__JOB__. Turn the lines below into a JSON list of strings, one string per line, and leave out any blank lines.

#####

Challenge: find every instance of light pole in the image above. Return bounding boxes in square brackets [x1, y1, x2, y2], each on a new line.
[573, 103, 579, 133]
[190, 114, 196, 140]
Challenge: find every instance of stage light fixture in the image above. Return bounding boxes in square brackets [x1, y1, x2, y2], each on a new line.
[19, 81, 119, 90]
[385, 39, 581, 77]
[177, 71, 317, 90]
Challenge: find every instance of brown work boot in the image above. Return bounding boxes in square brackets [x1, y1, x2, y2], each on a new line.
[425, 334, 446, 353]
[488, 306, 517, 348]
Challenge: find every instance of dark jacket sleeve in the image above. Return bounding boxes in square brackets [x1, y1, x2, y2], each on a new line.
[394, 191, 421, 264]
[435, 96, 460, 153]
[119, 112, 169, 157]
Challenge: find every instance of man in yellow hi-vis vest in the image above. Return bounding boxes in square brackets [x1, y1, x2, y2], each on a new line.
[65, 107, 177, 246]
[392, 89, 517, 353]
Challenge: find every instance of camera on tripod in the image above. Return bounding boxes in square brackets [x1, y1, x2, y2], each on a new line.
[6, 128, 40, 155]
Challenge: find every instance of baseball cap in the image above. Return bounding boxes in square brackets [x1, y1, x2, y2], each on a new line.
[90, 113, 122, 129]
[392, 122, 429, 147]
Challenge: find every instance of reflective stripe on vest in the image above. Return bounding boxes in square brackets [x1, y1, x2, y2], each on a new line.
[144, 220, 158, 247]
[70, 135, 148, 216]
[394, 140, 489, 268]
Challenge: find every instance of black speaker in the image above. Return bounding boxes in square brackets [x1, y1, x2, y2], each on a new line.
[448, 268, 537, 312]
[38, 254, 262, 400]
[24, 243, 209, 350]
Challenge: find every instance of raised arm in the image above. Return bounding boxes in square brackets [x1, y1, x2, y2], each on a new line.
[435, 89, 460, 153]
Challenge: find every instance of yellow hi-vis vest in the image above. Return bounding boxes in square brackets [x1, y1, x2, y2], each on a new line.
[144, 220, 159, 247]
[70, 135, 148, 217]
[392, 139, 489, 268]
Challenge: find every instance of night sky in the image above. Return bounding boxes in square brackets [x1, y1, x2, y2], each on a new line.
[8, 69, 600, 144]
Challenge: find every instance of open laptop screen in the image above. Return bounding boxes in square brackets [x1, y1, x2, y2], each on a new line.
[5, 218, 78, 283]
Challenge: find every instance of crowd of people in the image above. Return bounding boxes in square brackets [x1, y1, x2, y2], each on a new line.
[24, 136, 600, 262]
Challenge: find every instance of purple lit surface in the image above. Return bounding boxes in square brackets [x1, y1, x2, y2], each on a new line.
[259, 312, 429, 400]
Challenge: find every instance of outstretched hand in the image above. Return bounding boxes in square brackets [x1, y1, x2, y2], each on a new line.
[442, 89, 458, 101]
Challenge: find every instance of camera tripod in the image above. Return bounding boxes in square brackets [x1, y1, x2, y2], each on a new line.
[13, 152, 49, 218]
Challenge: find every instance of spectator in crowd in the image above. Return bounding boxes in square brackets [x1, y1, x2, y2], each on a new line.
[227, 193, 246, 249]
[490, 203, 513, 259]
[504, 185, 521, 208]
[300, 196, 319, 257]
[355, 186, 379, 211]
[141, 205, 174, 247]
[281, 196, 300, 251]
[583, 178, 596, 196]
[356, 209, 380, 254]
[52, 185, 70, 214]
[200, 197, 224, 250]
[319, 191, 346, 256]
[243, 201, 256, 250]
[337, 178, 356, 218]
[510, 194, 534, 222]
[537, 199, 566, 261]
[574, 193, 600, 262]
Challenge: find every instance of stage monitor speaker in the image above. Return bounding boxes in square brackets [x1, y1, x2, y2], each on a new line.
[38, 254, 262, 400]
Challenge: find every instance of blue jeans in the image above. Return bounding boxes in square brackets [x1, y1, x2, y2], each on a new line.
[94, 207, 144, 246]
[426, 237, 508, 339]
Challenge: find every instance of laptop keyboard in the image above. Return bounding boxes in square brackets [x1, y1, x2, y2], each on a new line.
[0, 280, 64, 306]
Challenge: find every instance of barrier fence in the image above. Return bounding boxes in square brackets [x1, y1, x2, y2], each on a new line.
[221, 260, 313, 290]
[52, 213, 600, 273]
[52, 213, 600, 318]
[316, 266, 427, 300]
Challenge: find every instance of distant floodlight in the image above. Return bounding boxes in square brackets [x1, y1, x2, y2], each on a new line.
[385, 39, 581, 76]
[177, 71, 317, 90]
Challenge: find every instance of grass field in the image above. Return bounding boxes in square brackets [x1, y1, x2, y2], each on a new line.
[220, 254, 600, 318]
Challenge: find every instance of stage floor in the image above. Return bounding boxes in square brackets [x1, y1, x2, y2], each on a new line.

#####

__FINAL ANSWER__.
[
  "Challenge: find every instance of light pole in the image above. Return bounding boxes in square brackets [x1, y1, x2, y2], each on a new line.",
  "[573, 103, 579, 133]",
  "[190, 114, 196, 140]",
  "Challenge: find every instance of stage light fixture in the image above. Return bounding boxes in square brackets [x1, y1, x2, y2], each on a new line.",
  "[19, 81, 119, 90]",
  "[385, 39, 581, 77]",
  "[177, 71, 317, 90]",
  "Challenge: find every instance of brown work boot in the image above. Return bounding boxes in square brackets [x1, y1, x2, y2], each on a new line.",
  "[425, 334, 446, 353]",
  "[488, 306, 517, 348]",
  "Challenge: find every instance of dark jacket sleeve in the image above. Return bounding boxes in square brackets [x1, y1, x2, y2], each on a new line.",
  "[394, 191, 421, 264]",
  "[435, 96, 460, 153]",
  "[119, 112, 169, 157]",
  "Challenge: find every instance of man in yellow hi-vis vest in the image above. Return bounding boxes in square brackets [x1, y1, x2, y2], each on a new line.",
  "[65, 107, 177, 246]",
  "[392, 89, 517, 353]",
  "Challenge: find every instance of camera on tripod in the image above. Return bounding boxes in square brackets [x1, y1, x2, y2], each on a new line.",
  "[6, 128, 40, 155]",
  "Challenge: find every instance of baseball cap in the image above. Return bounding boxes in square brackets [x1, y1, x2, y2], each on a new line.",
  "[90, 113, 122, 129]",
  "[392, 122, 429, 147]",
  "Challenge: find every instance of reflective stripe on vest in the image above. Return bounding boxes in square brackets [x1, y1, x2, y2], each on a new line.",
  "[144, 220, 158, 247]",
  "[70, 135, 148, 216]",
  "[394, 140, 489, 268]",
  "Challenge: find every instance of black speaker in the image above. Return bounding boxes in square brackets [x1, y1, x2, y2], each on a new line.",
  "[448, 268, 537, 312]",
  "[38, 254, 262, 400]",
  "[24, 243, 209, 350]",
  "Challenge: find every instance of raised arm in the image above. Return bounding boxes in square brackets [x1, y1, x2, y2], each on a new line.",
  "[435, 89, 460, 153]",
  "Challenge: find every instance of yellow hi-vis vest in the image above. Return bounding boxes in square brackets [x1, y1, x2, y2], each on a new line.",
  "[144, 220, 159, 247]",
  "[70, 135, 148, 217]",
  "[392, 139, 489, 268]",
  "Challenge: find every instance of night sky in the image above. Return bounding boxes in square brackets [x1, y1, x2, y2], each on a new line.",
  "[8, 69, 600, 144]",
  "Challenge: find every instance of open laptop screen in the image above. Return bounding boxes in square brackets [x1, y1, x2, y2], each on a new line.",
  "[5, 218, 78, 283]",
  "Challenge: find every instance of crowd of people in the image above. Return bounding boxes in square brackets [x1, y1, x2, y2], each on a new line.",
  "[24, 136, 600, 262]",
  "Challenge: find every instance of purple lit surface in the image above. Return bounding boxes in square brackets [x1, y1, x2, y2], each on a new line.",
  "[259, 312, 429, 400]",
  "Challenge: find every instance of outstretched hand in the image above. Return bounding boxes in square brackets [x1, y1, x2, y2], each on a new line.",
  "[442, 89, 458, 101]",
  "Challenge: find every instance of camera tripod in the image above. Return bounding boxes in square brackets [x1, y1, x2, y2], each on a new line.",
  "[13, 152, 49, 218]",
  "Challenge: find every instance of spectator in crowd in the image above. Return bounding boxes in square brackets [x1, y1, x2, y2], each on a new line.",
  "[227, 193, 246, 249]",
  "[490, 203, 513, 259]",
  "[504, 185, 521, 208]",
  "[300, 196, 319, 257]",
  "[355, 186, 379, 211]",
  "[141, 205, 174, 247]",
  "[281, 196, 300, 251]",
  "[583, 178, 596, 196]",
  "[356, 209, 380, 254]",
  "[52, 185, 70, 214]",
  "[200, 197, 224, 250]",
  "[319, 191, 346, 256]",
  "[243, 201, 256, 250]",
  "[337, 178, 356, 218]",
  "[510, 194, 534, 222]",
  "[537, 199, 566, 261]",
  "[574, 193, 600, 262]",
  "Challenge: find every instance of stage monitor speaker in the image above. Return bounding boxes in square brackets [x1, y1, x2, y2], each on a new line.",
  "[38, 254, 262, 400]",
  "Challenge: find every instance of blue jeans in the image above. Return bounding boxes in square brackets [x1, y1, x2, y2], each on a new line.",
  "[94, 207, 144, 246]",
  "[426, 237, 508, 339]",
  "Challenge: find every instance of laptop keyboard in the image above. Return bounding boxes in square brackets [x1, y1, x2, y2], each on a new line.",
  "[0, 280, 64, 306]",
  "Challenge: find every instance of barrier fence in the image above. Return bounding boxes in square brackets [x1, y1, x2, y2], each on a new line.",
  "[221, 260, 313, 290]",
  "[52, 213, 600, 273]",
  "[52, 213, 600, 318]",
  "[316, 266, 427, 300]",
  "Challenge: find every instance of distant floodlight in the image above. Return bounding boxes in square brackets [x1, y1, x2, y2], each on a new line.",
  "[385, 39, 581, 76]",
  "[177, 71, 317, 90]",
  "Challenge: find every instance of grass field in the image above. Return bounding boxes in square brackets [x1, y1, x2, y2], each on a new line.",
  "[220, 254, 600, 318]",
  "Challenge: find every instance of stage floor in the image above. Return bounding boxes in square brackets [x1, y1, x2, y2], each on a new line."
]